WHAT IS BEING ASKED. From the material below, copy exactly the lines beginning with the one that contains "The corresponding image" and ending with the one that contains "truck rear wheel"; the pictures stay out.

DATASET RECORDS.
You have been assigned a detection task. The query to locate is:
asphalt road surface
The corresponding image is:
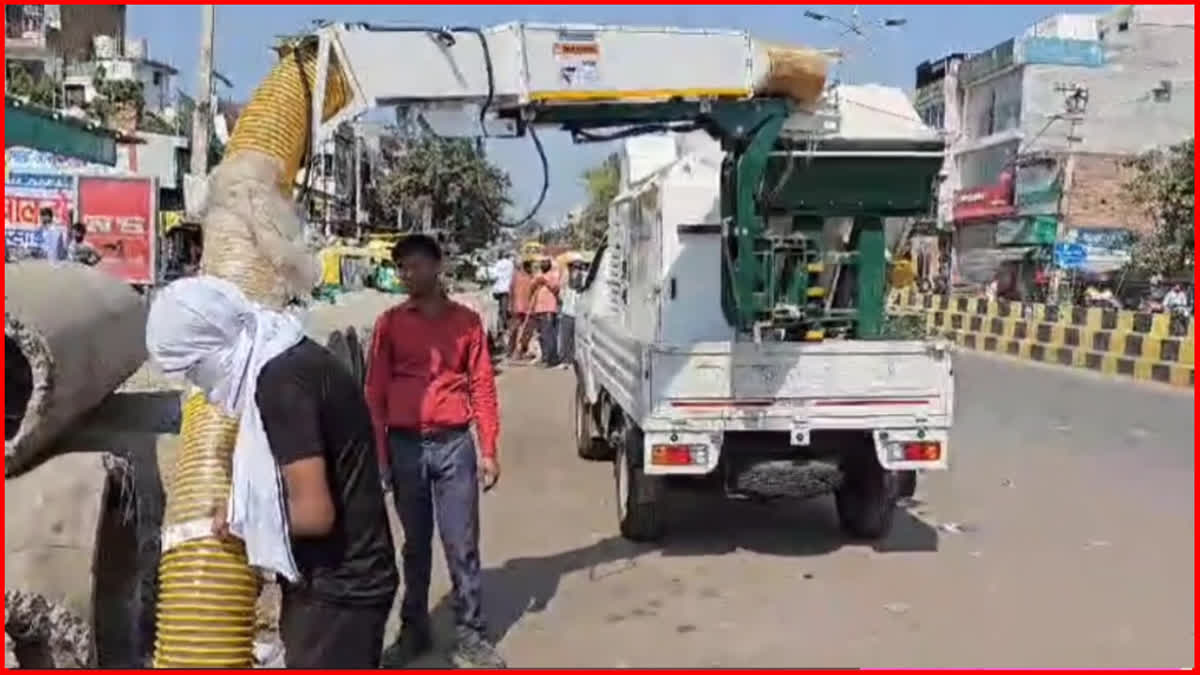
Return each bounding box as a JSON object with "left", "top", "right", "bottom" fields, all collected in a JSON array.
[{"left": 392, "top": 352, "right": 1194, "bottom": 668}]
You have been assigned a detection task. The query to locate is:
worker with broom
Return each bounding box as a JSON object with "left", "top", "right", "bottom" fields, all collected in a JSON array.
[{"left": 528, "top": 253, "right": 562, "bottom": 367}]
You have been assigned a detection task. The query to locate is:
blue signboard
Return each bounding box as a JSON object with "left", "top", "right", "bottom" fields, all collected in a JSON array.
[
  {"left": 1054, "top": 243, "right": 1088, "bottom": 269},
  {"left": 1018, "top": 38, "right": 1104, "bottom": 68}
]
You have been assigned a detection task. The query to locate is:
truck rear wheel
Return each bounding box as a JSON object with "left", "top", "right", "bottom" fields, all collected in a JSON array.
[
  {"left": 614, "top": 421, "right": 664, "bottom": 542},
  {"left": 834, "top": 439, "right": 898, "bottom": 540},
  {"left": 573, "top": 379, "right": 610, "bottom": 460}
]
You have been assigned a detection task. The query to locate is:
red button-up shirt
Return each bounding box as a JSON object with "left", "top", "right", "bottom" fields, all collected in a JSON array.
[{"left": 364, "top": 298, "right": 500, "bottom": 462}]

WRITTEN ANSWER.
The corresponding image is:
Return each bounding box as a JSON object with "left", "top", "right", "bottom" fields, all collected in a JSON array.
[{"left": 392, "top": 352, "right": 1194, "bottom": 668}]
You have been assigned a detection task. The query to locate is:
worker with broom
Return each bounding box as a JSON object with "left", "top", "right", "bottom" fields, all collected in a JSON array.
[{"left": 528, "top": 253, "right": 562, "bottom": 367}]
You have been assigned a detection task. The query to locate is:
blue signboard
Return each bounding box as a JSON object with "left", "top", "right", "bottom" fields, all collected in a JSON array.
[
  {"left": 1054, "top": 243, "right": 1088, "bottom": 269},
  {"left": 1018, "top": 38, "right": 1104, "bottom": 68}
]
You have been assigned a detection task. The query to locate is:
truck rear wheel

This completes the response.